> [RECORD EXTRACTS]:

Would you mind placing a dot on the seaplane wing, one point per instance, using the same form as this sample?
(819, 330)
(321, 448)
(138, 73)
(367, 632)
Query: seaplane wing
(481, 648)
==
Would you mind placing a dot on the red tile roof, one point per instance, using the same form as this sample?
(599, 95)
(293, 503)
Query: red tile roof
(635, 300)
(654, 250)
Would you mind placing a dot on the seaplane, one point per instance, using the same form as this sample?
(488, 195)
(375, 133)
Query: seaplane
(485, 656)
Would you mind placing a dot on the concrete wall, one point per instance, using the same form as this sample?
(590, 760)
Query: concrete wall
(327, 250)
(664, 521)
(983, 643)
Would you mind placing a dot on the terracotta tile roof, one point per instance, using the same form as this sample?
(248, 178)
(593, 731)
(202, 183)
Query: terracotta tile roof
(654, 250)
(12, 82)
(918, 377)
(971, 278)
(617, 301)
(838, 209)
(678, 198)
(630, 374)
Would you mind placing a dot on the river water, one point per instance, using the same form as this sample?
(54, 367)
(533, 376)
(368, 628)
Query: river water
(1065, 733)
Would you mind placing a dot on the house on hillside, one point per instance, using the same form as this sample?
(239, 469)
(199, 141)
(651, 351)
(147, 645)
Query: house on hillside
---
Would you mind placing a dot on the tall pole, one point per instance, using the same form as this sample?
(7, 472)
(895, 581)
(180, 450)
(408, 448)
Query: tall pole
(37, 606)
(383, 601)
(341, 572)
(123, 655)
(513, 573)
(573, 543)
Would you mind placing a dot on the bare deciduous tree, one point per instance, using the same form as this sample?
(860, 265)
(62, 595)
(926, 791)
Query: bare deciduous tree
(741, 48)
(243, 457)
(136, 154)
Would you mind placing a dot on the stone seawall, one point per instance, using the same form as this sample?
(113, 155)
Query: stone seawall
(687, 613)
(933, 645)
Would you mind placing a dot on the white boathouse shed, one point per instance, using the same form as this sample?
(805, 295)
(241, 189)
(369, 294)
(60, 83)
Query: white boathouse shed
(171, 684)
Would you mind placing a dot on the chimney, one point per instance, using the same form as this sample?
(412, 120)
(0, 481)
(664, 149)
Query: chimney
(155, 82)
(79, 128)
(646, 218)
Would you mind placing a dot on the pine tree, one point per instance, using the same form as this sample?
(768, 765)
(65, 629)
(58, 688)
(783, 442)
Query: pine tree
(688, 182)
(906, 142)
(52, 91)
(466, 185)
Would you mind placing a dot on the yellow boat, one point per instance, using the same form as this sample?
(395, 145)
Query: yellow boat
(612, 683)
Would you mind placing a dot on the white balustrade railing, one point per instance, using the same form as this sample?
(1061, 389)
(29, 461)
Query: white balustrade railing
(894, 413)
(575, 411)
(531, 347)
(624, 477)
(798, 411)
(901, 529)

> [REQUIRED WORK]: The reply should hold only the lines of the listing above starting at the line containing "Query: white boathouse shed" and ending at the line containing "Would you mind placing a dot on the pine", exactly as written.

> [ANSWER BOX]:
Query: white boathouse shed
(171, 684)
Would you mind placing a dot on the chimney, one point per instance, using the same form as this sample?
(412, 120)
(0, 481)
(664, 149)
Query: chimney
(155, 82)
(79, 128)
(646, 218)
Would you mind placing a dot on the pine tree, one point per instance, using the same form as this sample?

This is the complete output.